======== 掲載文 ========

「サイアーオブサイアー ハクタイユー」 ハクタイユー(偽)系で往く白毛馬挑戦録 第22回
- 2022/11/19
- 16:00
2008年
バレンタインで大量のニンジンを貰ったルーキスオルトゥスは国内での格付けは完了したとして冬から春にかけて海外を転戦。
世界トップクラスのダート馬を名乗っても問題ない成果を残すのだが、ペガサス、サウジ、ドバイのどれか一つは獲りたかったというのが九郎の偽らざる本音だった。
九郎「コメンテーターとカーリンさえいなければ!(ギリィ)」
更に国内ではカネヒキリが復帰。
苦しい戦いが続くも――
チャンピオンズCを日本レコードで同一GⅠ3連覇の快挙。紛れもなく日本ダート馬最強の一頭である。
九郎「そんなオルトゥスですらサウジ、ドバイ、BCは勝てなかったんだよな……」
綿兜「彼の仔が勝ってくれますよ」
レウコケファラとダイワスカーレットの4回目の対決となった大阪杯。
レウコケファラが控えた結果ダイワスカーレットを楽々と逃がしてしまい6馬身差の大敗。
騎手の力量差を指摘する声も多く、河島千歳にとっては試練の時となった次走の天皇賞(春)
会心の騎乗でレコード勝利。
レウコケファラも皐月賞と菊花賞の二冠馬に恥じぬ激走。

======== 提供資料 ========

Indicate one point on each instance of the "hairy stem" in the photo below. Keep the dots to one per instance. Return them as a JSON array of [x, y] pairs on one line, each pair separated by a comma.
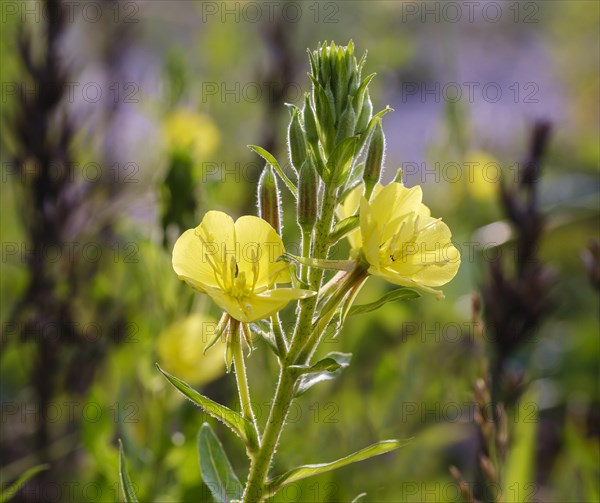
[[242, 380], [259, 466]]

========

**次の課題**
1: 白毛馬挑戦録の掲載文のうち、「九郎「コメンテーターとカーリンさえいなければ!(ギリィ)」」から「がしてしまい6馬身差の大敗。」までを一字も変えずに書き写せ。
2: 白毛馬挑戦録の掲載文について、最後の文に続く部分を書け。
資料の行は使わなくてよい。

**回答**
1:
九郎「コメンテーターとカーリンさえいなければ!(ギリィ)」
更に国内ではカネヒキリが復帰。
苦しい戦いが続くも――
チャンピオンズCを日本レコードで同一GⅠ3連覇の快挙。紛れもなく日本ダート馬最強の一頭である。
九郎「そんなオルトゥスですらサウジ、ドバイ、BCは勝てなかったんだよな……」
綿兜「彼の仔が勝ってくれますよ」
レウコケファラとダイワスカーレットの4回目の対決となった大阪杯。
レウコケファラが控えた結果ダイワスカーレットを楽々と逃がしてしまい6馬身差の大敗。

2:
後から入ったファン「牝4……誤植かな?」
その裏でウオッカがドバイターフ2着からのヴィクトリアマイル、安田記念の連勝。
九郎「ダービー馬をヴィクトリアマイルに出すなんて良識というものはねえのかよ!」
そして宝塚記念。
九郎も含めたファンは三強対決を期待したが、残念ながらダイワスカーレットが管骨瘤で離脱。
結果はレウコケファラが後続を完封して逃げ切り勝利。
牝馬による春天と宝塚の連勝はアルフレーダ以来。
競馬ファン「またドリームジャーニーが挟まれてる……」
そしていよいよ三度目となる三強の激突となった天皇賞(秋)
レウコケファラの春秋制覇がかかったレースだったが……
九郎「この大雨の重馬場で1.57.0を出されたらどうしようもねぇよ……」
ダイワスカーレットはこれで秋華賞、大阪杯、秋天と2000mのレースでは無敗。
ダイワスカーレットが香港のWHCに向かったので結果として三強の戦いはこれが最後となった。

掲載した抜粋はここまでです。